Problem to work on:
Write out every line of the entries below word for word, leaving out the pictures.

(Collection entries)
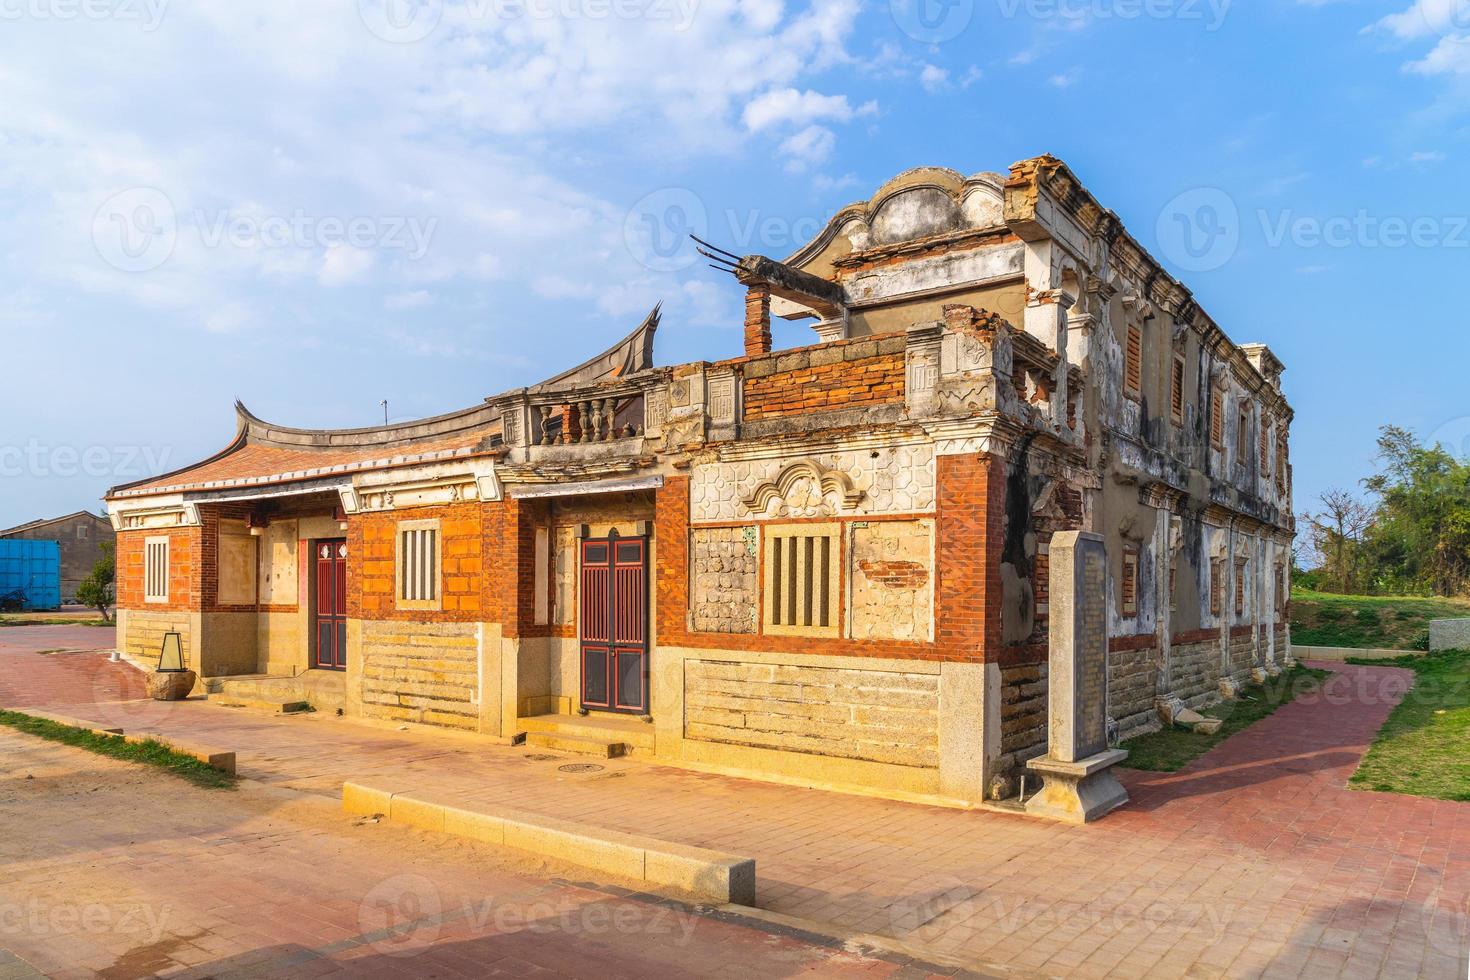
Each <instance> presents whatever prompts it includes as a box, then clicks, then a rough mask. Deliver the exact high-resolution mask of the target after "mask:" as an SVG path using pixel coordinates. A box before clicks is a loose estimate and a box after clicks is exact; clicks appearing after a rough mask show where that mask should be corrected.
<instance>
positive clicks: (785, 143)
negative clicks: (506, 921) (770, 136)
mask: <svg viewBox="0 0 1470 980" xmlns="http://www.w3.org/2000/svg"><path fill="white" fill-rule="evenodd" d="M833 147H836V134H835V132H832V131H831V129H828V128H826V126H807V128H806V129H803V131H801V132H797V134H794V135H791V137H788V138H786V140H784V141H782V143H781V147H778V150H779V151H781V154H782V156H784V157H786V169H788V170H808V169H811V167H814V166H820V165H823V163H826V162H828V159H829V157H831V156H832V148H833Z"/></svg>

Your response:
Each <instance> presents whatever prompts it includes as a box, then clicks, then a rough mask. Deliver the exact high-resolution mask of the target after "mask:" as an SVG path using pixel coordinates. A box before clicks is a loose estimate and a box after clicks is exact; clicks appearing after a rough mask show where that mask should be corrected.
<instance>
positive clicks: (785, 143)
negative clicks: (506, 921) (770, 136)
mask: <svg viewBox="0 0 1470 980" xmlns="http://www.w3.org/2000/svg"><path fill="white" fill-rule="evenodd" d="M833 147H836V134H835V132H832V131H831V129H828V128H826V126H807V128H806V129H803V131H801V132H797V134H794V135H791V137H788V138H786V140H784V141H782V143H781V147H778V150H779V151H781V154H782V156H784V157H786V169H788V170H808V169H811V167H814V166H820V165H823V163H826V162H828V159H829V157H831V156H832V148H833Z"/></svg>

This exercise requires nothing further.